**What to work on**
Render every line of the rows below as a JSON list of strings, one string per line, leaving out any blank lines.

[start Dataset content]

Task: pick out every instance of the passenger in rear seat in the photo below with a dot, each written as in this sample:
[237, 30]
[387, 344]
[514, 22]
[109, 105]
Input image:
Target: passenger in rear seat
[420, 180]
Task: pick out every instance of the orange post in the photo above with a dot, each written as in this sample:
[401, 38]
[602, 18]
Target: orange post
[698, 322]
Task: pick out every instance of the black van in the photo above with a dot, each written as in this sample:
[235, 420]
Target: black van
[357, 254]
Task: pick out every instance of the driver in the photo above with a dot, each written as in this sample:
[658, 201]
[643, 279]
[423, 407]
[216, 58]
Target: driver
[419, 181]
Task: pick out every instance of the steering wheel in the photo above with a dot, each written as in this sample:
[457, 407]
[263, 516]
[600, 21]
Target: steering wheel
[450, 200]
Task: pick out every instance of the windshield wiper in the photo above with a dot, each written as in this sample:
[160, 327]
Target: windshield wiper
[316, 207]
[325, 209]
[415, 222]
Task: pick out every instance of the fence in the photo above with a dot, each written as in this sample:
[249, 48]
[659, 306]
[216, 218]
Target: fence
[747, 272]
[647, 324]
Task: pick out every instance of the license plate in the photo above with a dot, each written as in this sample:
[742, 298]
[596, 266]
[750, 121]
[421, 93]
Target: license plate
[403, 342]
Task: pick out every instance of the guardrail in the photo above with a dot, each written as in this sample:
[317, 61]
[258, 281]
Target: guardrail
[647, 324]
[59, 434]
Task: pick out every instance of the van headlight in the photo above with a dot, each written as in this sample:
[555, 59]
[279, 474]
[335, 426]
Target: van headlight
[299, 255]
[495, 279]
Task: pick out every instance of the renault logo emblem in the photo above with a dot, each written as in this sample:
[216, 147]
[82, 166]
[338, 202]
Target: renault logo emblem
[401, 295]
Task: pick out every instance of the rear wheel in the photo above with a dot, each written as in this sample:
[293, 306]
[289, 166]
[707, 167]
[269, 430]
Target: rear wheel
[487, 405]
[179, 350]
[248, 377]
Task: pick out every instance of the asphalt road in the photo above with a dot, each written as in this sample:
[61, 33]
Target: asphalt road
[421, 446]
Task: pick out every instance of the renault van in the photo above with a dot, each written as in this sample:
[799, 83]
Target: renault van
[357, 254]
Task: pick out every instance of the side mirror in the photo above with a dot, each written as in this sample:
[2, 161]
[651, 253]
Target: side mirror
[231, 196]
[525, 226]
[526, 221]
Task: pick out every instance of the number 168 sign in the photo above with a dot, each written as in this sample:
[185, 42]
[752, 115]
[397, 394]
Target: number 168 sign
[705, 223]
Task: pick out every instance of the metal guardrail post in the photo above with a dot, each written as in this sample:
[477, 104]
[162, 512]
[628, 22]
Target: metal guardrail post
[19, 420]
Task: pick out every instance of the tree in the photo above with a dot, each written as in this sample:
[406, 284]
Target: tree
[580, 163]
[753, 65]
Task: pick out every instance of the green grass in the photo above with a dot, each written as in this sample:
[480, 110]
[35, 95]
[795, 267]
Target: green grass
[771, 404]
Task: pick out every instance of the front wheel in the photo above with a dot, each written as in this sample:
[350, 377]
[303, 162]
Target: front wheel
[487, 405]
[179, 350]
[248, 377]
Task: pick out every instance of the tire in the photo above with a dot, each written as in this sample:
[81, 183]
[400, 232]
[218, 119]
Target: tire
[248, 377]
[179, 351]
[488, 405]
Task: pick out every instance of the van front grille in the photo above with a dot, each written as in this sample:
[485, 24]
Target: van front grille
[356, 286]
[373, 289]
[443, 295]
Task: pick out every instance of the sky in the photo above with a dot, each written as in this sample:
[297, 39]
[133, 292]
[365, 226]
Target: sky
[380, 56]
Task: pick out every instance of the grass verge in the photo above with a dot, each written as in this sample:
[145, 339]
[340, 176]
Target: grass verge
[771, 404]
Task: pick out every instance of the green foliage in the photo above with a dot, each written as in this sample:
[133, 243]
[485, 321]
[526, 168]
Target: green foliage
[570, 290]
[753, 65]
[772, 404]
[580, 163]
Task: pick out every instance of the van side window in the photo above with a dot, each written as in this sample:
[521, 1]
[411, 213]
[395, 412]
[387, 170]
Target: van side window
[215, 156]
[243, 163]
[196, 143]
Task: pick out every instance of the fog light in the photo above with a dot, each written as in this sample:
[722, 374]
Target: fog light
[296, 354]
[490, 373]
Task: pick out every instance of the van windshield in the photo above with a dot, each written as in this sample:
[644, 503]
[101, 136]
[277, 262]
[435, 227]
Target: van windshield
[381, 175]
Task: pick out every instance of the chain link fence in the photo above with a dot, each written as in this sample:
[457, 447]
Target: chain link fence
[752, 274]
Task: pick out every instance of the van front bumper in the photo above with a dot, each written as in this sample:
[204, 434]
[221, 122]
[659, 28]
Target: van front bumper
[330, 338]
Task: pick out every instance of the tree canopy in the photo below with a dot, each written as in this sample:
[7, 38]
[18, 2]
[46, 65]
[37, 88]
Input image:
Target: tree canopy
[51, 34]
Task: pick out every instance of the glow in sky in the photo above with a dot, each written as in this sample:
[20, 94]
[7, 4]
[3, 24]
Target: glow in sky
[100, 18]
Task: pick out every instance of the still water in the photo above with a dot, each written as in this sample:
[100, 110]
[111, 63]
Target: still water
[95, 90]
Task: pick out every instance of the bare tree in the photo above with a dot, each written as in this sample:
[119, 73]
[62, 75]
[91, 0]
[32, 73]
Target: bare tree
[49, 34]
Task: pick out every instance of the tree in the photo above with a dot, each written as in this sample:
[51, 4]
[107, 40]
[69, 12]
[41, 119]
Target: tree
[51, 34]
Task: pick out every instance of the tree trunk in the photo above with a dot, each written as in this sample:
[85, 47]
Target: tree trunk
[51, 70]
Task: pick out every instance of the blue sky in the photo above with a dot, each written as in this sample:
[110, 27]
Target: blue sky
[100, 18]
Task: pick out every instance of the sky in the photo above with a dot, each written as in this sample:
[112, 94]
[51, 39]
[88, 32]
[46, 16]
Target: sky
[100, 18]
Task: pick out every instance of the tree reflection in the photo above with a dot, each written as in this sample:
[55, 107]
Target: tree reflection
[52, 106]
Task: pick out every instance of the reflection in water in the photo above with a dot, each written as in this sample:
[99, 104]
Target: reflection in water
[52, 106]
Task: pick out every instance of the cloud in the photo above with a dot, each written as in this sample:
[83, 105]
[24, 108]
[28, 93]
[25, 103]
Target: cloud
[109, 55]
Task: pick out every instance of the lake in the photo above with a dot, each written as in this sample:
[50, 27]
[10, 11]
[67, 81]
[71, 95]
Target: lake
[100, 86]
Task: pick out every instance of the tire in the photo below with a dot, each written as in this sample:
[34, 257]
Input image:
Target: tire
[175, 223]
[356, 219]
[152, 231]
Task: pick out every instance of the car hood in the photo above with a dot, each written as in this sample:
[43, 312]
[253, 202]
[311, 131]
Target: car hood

[end Dataset content]

**Answer for this exercise**
[
  "Task: pick out every instance of the passenger in rear seat in the photo below with a dot, each written as in this sample:",
  "[237, 30]",
  "[387, 344]",
  "[514, 22]",
  "[109, 105]",
  "Input image:",
  "Target: passenger in rear seat",
  "[420, 180]",
  "Task: pick out every instance of the orange post in the photo above with a dot, each written as in this sample:",
  "[401, 38]",
  "[602, 18]",
  "Target: orange post",
  "[698, 322]",
  "Task: pick out every instance of the black van in the photo above with a dot, each written as in this sample:",
  "[235, 420]",
  "Target: black van",
  "[357, 254]",
  "Task: pick out every instance of the driver in the photo above with a dot, each written as in this sample:",
  "[658, 201]",
  "[643, 279]",
  "[423, 407]",
  "[216, 58]",
  "Target: driver",
  "[419, 181]",
  "Task: pick out every instance of the steering wheel in the photo above with a dot, each written as in this sample:",
  "[457, 407]",
  "[263, 516]",
  "[600, 21]",
  "Target: steering wheel",
  "[450, 200]",
  "Task: pick out every instance of the windshield wiper in the photo above with a dot, each written as in this sample:",
  "[160, 327]",
  "Target: windshield wiper",
  "[316, 207]",
  "[325, 209]",
  "[415, 222]",
  "Task: pick out every instance of the fence in the photo above with a dot, each written as in this sample:",
  "[249, 48]",
  "[659, 306]",
  "[216, 218]",
  "Target: fence",
  "[747, 272]",
  "[647, 324]",
  "Task: pick out every instance of the license plate in the photo above with a dot, each written as in this sample:",
  "[742, 298]",
  "[596, 266]",
  "[750, 121]",
  "[421, 93]",
  "Target: license plate",
  "[403, 342]",
  "Task: pick out every instance of the guardrail in the photo above with a dot, each written as in this sample:",
  "[317, 61]",
  "[258, 281]",
  "Target: guardrail",
  "[647, 324]",
  "[59, 434]",
  "Task: pick out every instance of the van headlight in the photo above with a dot, each written as in this sample:",
  "[555, 59]",
  "[279, 474]",
  "[335, 426]",
  "Target: van headlight",
  "[299, 255]",
  "[495, 279]",
  "Task: pick out every instance of the renault logo emblem in the photo above with a dot, each written as in this sample:",
  "[216, 147]",
  "[82, 166]",
  "[338, 202]",
  "Target: renault logo emblem",
  "[401, 295]",
  "Task: pick out every instance of the rear wheel in the photo above with a dot, each written as in this sample:",
  "[293, 306]",
  "[289, 166]",
  "[707, 167]",
  "[269, 430]",
  "Target: rear wheel",
  "[487, 405]",
  "[179, 350]",
  "[248, 377]",
  "Task: pick out every instance of the asphalt road in the photo above with a dot, each written as in this sample:",
  "[61, 33]",
  "Target: asphalt road",
  "[421, 446]",
  "Task: pick out every instance of the renault van in the photo above with a dot, each written as in this sample:",
  "[799, 83]",
  "Target: renault van",
  "[357, 254]",
  "Task: pick out every instance of the side mirror in the photo above with a dot, each written as in this sample:",
  "[2, 161]",
  "[651, 253]",
  "Target: side mirror",
  "[231, 196]",
  "[525, 226]",
  "[526, 221]",
  "Task: pick out every instance of the number 168 sign in the photo above with a dot, each written as in this sample:",
  "[185, 42]",
  "[752, 115]",
  "[397, 394]",
  "Target: number 168 sign",
  "[705, 223]",
  "Task: pick out every instance of the metal guardrail post in the photo above with a dot, each written as in this sample:",
  "[477, 104]",
  "[162, 512]",
  "[628, 22]",
  "Target: metal guardrail post",
  "[19, 420]",
  "Task: pick out every instance of the tree in the photo above with a dot, each written as in this sample:",
  "[406, 284]",
  "Target: tree",
  "[580, 163]",
  "[753, 65]",
  "Task: pick out every instance of the green grass in the photo above with a dot, each written as in this sample:",
  "[480, 110]",
  "[35, 95]",
  "[795, 267]",
  "Target: green grass",
  "[771, 404]",
  "Task: pick out every instance of the front wheel in the photo above with a dot, each written as in this sample:",
  "[350, 377]",
  "[303, 162]",
  "Target: front wheel",
  "[487, 405]",
  "[179, 350]",
  "[248, 377]",
  "Task: pick out every instance of the tire in the photo above with a dot, each written as in this sample:",
  "[81, 183]",
  "[400, 232]",
  "[218, 119]",
  "Target: tire",
  "[248, 377]",
  "[179, 351]",
  "[488, 405]",
  "Task: pick out every instance of the van front grille in the photo above with a dot, each written as in this sample:",
  "[485, 24]",
  "Target: van front grille",
  "[356, 286]",
  "[373, 289]",
  "[443, 295]",
  "Task: pick out every instance of the sky in the photo above with a dot, each written as in this sample:",
  "[297, 39]",
  "[133, 292]",
  "[365, 226]",
  "Target: sky",
  "[380, 56]",
  "Task: pick out every instance of the grass verge in the photo above with a dot, each written as in this sample:",
  "[145, 339]",
  "[340, 176]",
  "Target: grass verge",
  "[771, 404]",
  "Task: pick out every instance of the green foliage in the photo above with a dot, each written as in this sample:",
  "[133, 243]",
  "[485, 321]",
  "[526, 168]",
  "Target: green foliage",
  "[570, 290]",
  "[753, 65]",
  "[772, 404]",
  "[580, 163]",
  "Task: pick out every instance of the van side window in the photo above with a dot, each written as in this sample:",
  "[521, 1]",
  "[411, 213]",
  "[395, 412]",
  "[387, 170]",
  "Target: van side window",
  "[215, 156]",
  "[243, 163]",
  "[196, 143]",
  "Task: pick out every instance of the fog light in the photo above with a dot, each written as in this sample:",
  "[722, 374]",
  "Target: fog light",
  "[296, 354]",
  "[490, 373]",
  "Task: pick out every instance of the van windshield in the photo above with a dot, each written as in this sample:",
  "[644, 503]",
  "[101, 136]",
  "[277, 262]",
  "[435, 227]",
  "Target: van windshield",
  "[381, 175]",
  "Task: pick out every instance of the chain link fence in the photo above with a dot, each written as in this sample:",
  "[457, 447]",
  "Target: chain link fence",
  "[752, 274]",
  "Task: pick out every instance of the van front bumper in the photo above with a dot, each written as in this sample:",
  "[204, 434]",
  "[221, 122]",
  "[659, 28]",
  "Target: van front bumper",
  "[330, 338]",
  "Task: pick out every instance of the tree canopy in the photo below with a dot, each written as in this sample:",
  "[7, 38]",
  "[18, 2]",
  "[46, 65]",
  "[37, 88]",
  "Input image:",
  "Target: tree canopy",
  "[51, 34]",
  "Task: pick out every instance of the glow in sky in the photo above with a dot, each written as in this sample:",
  "[20, 94]",
  "[7, 4]",
  "[3, 24]",
  "Target: glow in sky",
  "[100, 18]",
  "Task: pick out every instance of the still water in the photo above with a dot, each written as in this sample:",
  "[100, 110]",
  "[111, 63]",
  "Target: still water",
  "[95, 90]",
  "Task: pick out every instance of the bare tree in the photo above with a dot, each written as in this sample:",
  "[119, 73]",
  "[62, 75]",
  "[91, 0]",
  "[32, 73]",
  "Target: bare tree",
  "[49, 34]",
  "Task: pick out every instance of the tree in the photo above with a dot, each written as in this sample:",
  "[51, 4]",
  "[107, 40]",
  "[69, 12]",
  "[41, 119]",
  "Target: tree",
  "[51, 34]",
  "Task: pick out every instance of the tree trunk in the photo above with a dot, each written as in this sample:",
  "[85, 47]",
  "Target: tree trunk",
  "[51, 70]",
  "Task: pick out every instance of the blue sky in the photo above with a dot, each written as in this sample:",
  "[110, 27]",
  "Target: blue sky",
  "[100, 18]",
  "Task: pick out every instance of the sky in the photo above with a dot, each written as in this sample:",
  "[112, 94]",
  "[51, 39]",
  "[88, 32]",
  "[46, 16]",
  "Target: sky",
  "[100, 18]",
  "Task: pick out every instance of the tree reflection in the photo above with a dot, each written as in this sample:",
  "[55, 107]",
  "Target: tree reflection",
  "[52, 106]",
  "Task: pick out every instance of the reflection in water in the photo above with a dot, each written as in this sample:",
  "[99, 104]",
  "Target: reflection in water",
  "[52, 106]",
  "Task: pick out every instance of the cloud in the photo above with a dot, each written as in this sample:",
  "[83, 105]",
  "[24, 108]",
  "[28, 93]",
  "[25, 103]",
  "Target: cloud",
  "[109, 55]",
  "Task: pick out every instance of the lake in the photo above with a dot, each written as in this sample:",
  "[50, 27]",
  "[10, 11]",
  "[67, 81]",
  "[71, 95]",
  "Target: lake",
  "[100, 86]",
  "Task: pick out every instance of the tire in the photo below with a dot, each written as in this sample:",
  "[34, 257]",
  "Input image:",
  "Target: tire",
  "[175, 223]",
  "[356, 219]",
  "[152, 231]",
  "Task: pick out every instance of the car hood in the photo above with a dot, each written as in this sample:",
  "[43, 312]",
  "[253, 202]",
  "[311, 131]",
  "Target: car hood"
]